Éditions J'ai lu, 2003 (177 pages)
Ma note : 15/20Quatrième de couverture ...
Sarah Bernhardt (1844-1923) connut de son vivant une destinée extraordinaire. Sa " voix d'or " lui valut le qualificatif de Divine.
Pendant plus d'un demi-siècle, elle incarna les héroïnes tragiques et triompha dans Phèdre, Théodora ou L'Aiglon. Directrice de théâtre, elle monta des pièces à grand spectacle qui firent sa célébrité. Actrice moderne, elle mena une carrière internationale et sut monnayer son image de star. Se définissant comme une artiste complète, elle exposa tous les ans au Salon ses peintures et ses sculptures. Amoureuse fougueuse et exigeante, elle eut une vie sentimentale mouvementée.
Elle fascinait autant par son courage et ses folies qu'elle inquiétait par sa neurasthénie et son cynisme.
La première phrase
" L'enfance, l'adolescence de celle qu'on appellera plus tard "la Divine", "la Voix d'or" ou encore "l'Enchanteresse" ne furent pas particulièrement heureuses. "
Mon avis ...
Sarah Bernhardt est un personnage qui me fascine depuis un long moment maintenant. Petite, j'ai pu la découvrir dans une BD Lucky Luke (appartenant à mes grands-parents), tandis qu'en 2016 j'ai eu l'occasion de l'imaginer sur son fort, à Belle-Île-en-Mer. De son apparence physique, de sa personnalité, j'en savais finalement assez peu. Lorsque j'ai reçu cette biographie, offerte par mon petit-frère à l'occasion de mon anniversaire, il me tardait donc d'ouvrir cet écrit et de me plonger dans le vécu de cette personnalité qui a inspiré bon nombre de ses contemporains.
Avec cette biographie, Claudette Joannis signe une bonne entrée en matière pour qui ne connaîtrait pas encore Sarah Bernhardt. De son enfance malheureuse à ses débuts au théâtre, en passant par ses liaisons amoureuses (courtes et tumultueuses), le lecteur se fait rapidement une première idée du caractère de cette actrice française. Entière, passionnée, Sarah Bernhardt l'était sans doute. De son talent pour les pièces tragiques en passant par l'aménagement de ses logements, rien n'était fait dans la demi-mesure. J'ai ainsi appris qu'elle pouvait vivre dans un total désordre, entourée d'oiseaux exotiques, d'un crocodile, et même de lions rapportés de ses voyages ! La simplicité n'était donc pas vraiment de mise. Pour autant, Sarah Bernhardt présente un certain côté attachant. Enfant, elle a quasiment été abandonnée par sa mère pour être confiée chez une nourrice en Bretagne. Adolescente, elle a grandi chez les Sœurs. On imagine alors une personne en manque d'amour, qui n'aura de cesse de le rechercher dans ses histoires sentimentales, ou encore dans la fascination dont elle pouvait être l'objet.

(Données d'un jeu d'annotation par points)
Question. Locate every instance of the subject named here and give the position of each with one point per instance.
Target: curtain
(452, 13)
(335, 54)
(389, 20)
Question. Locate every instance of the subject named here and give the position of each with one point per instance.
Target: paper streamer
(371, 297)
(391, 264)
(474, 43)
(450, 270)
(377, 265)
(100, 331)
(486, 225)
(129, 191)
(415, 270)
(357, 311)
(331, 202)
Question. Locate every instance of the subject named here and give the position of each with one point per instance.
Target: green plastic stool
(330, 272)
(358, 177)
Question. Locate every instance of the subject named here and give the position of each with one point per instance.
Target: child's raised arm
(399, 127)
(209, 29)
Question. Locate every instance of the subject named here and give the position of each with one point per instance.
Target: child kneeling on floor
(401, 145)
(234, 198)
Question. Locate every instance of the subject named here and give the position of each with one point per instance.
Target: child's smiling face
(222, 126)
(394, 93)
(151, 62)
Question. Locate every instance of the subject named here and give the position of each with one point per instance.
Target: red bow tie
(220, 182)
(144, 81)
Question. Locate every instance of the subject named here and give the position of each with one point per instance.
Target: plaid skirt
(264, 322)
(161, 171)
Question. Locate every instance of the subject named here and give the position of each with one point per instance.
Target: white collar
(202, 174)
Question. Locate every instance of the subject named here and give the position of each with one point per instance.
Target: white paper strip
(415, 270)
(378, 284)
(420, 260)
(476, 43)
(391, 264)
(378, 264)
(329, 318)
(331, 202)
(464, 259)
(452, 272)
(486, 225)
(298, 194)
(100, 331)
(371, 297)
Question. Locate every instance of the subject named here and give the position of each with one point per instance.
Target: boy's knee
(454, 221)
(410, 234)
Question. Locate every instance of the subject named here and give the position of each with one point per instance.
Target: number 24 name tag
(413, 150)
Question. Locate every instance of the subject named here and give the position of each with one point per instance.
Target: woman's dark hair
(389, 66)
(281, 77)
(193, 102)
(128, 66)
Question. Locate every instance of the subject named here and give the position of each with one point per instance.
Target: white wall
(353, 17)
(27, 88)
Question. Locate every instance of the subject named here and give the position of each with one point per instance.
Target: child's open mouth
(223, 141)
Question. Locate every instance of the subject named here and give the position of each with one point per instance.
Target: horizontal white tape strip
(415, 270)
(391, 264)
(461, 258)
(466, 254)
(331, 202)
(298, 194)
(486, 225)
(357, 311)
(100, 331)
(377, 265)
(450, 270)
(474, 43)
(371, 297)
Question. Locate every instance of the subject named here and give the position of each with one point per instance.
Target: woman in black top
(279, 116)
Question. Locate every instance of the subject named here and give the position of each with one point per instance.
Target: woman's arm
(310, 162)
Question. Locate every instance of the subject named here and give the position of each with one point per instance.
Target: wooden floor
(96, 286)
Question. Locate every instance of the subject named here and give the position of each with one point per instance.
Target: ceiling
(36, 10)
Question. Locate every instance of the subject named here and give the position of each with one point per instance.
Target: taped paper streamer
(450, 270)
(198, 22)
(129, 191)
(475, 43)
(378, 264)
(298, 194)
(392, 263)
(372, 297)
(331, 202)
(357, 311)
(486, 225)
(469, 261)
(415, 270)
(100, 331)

## Consigne
Prolongez la critique de la biographie de Sarah Bernhardt en reprenant juste après sa dernière phrase.

## Réponse ci-dessous
Car oui, Sarah Bernhardt fascine. J'ai été étonnée d'apprendre que Victor Hugo la vénérait presque, tandis qu'elle était une grande amie d'Alexandre Dumas ou d' Edmond Rostand (à l'origine des termes "reine de l'attitude et princesses des gestes" la qualifiant). Sarah Bernhardt était aussi une grande voyageuse, n'hésitant pas à se rendre jusqu'aux États-Unis pour faire découvrir son talent. Et bien sûr... il y a ses fameuses douleurs au genou qui lui vaudront une amputation de la jambe en 1915. Pour autant, et ce jusqu'à la fin de sa vie, Sarah Bernhardt n'exprimera qu'une envie : monter sur scène, encore et encore. Le portrait dressé par l'auteure est donc on ne peut plus intéressant. Rousse, à la silhouette mince (quasi androgyne), le physique de Sarah Bernhardt se situait aux antipodes des canons de beauté de l'époque. Pour autant, elle aura réussi à conquérir son public et à se faire une place au soleil.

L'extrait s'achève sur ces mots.